• **What you will do**
Copy the passage of the World AIDS Day report starting with "She stated that" and going on through "said Sister Barbara.", changing every "orphans" to "fatherless".

• **Document extract**
┌──

Sister Barbara Brillant, Dean of the Mother Patern College of Health Sciences (MPCHS) of the Catholic’s Stella Maris Polytechnic, has called on the Liberian government to cater to People Living with HIV and AIDS (PLHIV).
Sister Barbara said that although the Catholic church in Liberia and others are providing some form of care for PLHIV, the government must live up to its obligation by providing necessary treatments for these people.
She used the occasion to call on PLHIV to hold the government to its responsibilities for providing basic social services, such as care and treatment, to be adequately supplied for them.
Government will only be challenged if people living with HIV/AIDs begin to speak out about what is not being adequately provided for them, such as treatment drugs, she cautioned.
Sister Barbara was speaking recently at a program marking the observance of 2015 World AIDS Day by the Catholic Church HIV/AIDs Program of Mother Patern College of Health Sciences.
The local theme for this year’s World AIDs Day is: “Liberia fast tracking: Scale up treatment, know your status, stop stigma and discrimination and end the AIDs epidemic by 2030.”
World AIDS Day is internationally recognized on December 1 as a day when individuals and organizations around the world come together to raise awareness about HIV, celebrate successes in the fight against HIV and remember those who have died of the disease.
However, various activities surrounding the main event began on November 20 and will continue up to the main day of the celebration.
Sister Barbara noted that the organization decided to celebrate this year’s World AIDs Day ahead of the main schedule because there were many other activities, including the nationwide celebration.
She stated that the Catholic church’s main aim for supporting the HIV/AIDs program in Liberia stems from the Holy bible, in which God commanded people with the upper hand to defend the poor and the orphans.
“For us, as Christians, God has told us, to defend those in need such as the poor and the orphans. This is the background of our support to this group,” said Sister Barbara.
She pointed out that the church’s initiative is aimed at buttressing the global effort to end HIV/AIDs by 2030.
For her part, Mrs. Sarah Mensah, an official associated with the church’s AIDS program, disclosed that the Catholic Church’s program began in 1997 “when few people were doing little for those infected with HIV.”
She said since its establishment, the program has progressed with its services over the years with support from the Catholic Church in Germany.
“The Catholic church’s HIV/AIDs Program of Mother Patern College of Health Sciences has focused on preventing and controlling HIV/AIDs infection in Liberia,” noted the social worker.
Meanwhile, several PLHIV at the occasion told their stories and explained how the Catholic Church has helped to transform their lives for the better.

└──

• **Input data**

┌──

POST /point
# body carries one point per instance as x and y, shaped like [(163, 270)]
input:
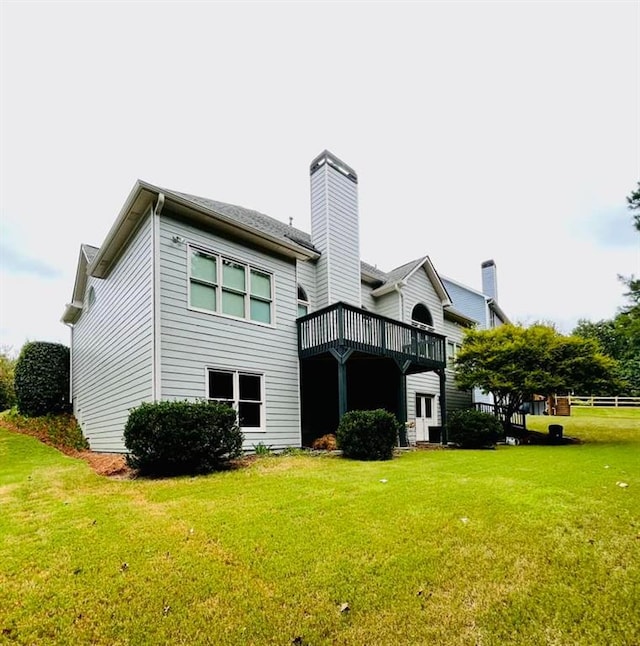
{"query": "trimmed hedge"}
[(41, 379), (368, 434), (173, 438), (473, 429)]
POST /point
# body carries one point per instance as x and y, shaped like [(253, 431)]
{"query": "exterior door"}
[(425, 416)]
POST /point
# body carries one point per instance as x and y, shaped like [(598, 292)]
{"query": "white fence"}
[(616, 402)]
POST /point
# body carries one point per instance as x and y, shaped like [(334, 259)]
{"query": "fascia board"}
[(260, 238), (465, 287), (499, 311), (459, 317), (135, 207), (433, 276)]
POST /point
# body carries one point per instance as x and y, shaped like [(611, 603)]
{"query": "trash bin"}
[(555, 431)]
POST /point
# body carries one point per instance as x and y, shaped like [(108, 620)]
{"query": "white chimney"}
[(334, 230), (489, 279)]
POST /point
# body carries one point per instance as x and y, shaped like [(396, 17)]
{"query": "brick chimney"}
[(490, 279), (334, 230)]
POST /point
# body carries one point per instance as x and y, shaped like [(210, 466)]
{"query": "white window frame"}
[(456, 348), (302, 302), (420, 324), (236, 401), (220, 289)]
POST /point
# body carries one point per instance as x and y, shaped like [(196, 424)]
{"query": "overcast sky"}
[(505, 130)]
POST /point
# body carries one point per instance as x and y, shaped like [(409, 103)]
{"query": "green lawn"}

└──
┌──

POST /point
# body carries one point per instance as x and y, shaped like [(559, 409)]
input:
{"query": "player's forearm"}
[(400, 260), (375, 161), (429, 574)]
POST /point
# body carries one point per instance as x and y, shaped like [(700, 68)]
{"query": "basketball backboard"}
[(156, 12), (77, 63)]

└──
┌──

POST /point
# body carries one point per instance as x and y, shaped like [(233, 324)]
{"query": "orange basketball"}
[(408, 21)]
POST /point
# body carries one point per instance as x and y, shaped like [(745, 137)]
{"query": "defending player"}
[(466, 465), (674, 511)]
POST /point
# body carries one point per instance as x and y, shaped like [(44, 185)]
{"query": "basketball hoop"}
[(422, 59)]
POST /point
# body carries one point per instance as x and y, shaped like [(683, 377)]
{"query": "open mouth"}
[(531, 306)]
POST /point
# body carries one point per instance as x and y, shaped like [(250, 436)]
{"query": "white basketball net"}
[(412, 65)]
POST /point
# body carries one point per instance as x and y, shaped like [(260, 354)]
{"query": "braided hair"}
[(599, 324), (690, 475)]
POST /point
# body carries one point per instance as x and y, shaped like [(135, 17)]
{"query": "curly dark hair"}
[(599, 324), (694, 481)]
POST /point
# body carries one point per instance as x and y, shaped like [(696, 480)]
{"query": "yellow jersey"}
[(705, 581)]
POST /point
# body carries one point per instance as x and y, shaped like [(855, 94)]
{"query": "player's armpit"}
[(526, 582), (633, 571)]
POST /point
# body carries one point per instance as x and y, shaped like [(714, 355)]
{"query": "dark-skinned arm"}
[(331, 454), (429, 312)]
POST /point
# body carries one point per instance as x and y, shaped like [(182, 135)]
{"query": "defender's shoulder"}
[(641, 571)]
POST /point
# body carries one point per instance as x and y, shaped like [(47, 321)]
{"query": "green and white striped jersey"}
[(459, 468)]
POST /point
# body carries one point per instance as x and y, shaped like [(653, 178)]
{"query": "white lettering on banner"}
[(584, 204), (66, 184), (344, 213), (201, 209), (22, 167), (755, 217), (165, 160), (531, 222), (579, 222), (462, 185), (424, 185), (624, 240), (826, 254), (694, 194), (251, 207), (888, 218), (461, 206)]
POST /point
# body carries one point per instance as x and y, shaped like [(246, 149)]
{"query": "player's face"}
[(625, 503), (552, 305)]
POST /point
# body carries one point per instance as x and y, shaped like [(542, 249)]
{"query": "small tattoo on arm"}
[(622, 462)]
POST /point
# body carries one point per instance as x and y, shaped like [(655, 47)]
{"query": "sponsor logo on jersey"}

└──

• **Expected answer**
She stated that the Catholic church’s main aim for supporting the HIV/AIDs program in Liberia stems from the Holy bible, in which God commanded people with the upper hand to defend the poor and the fatherless.
“For us, as Christians, God has told us, to defend those in need such as the poor and the fatherless. This is the background of our support to this group,” said Sister Barbara.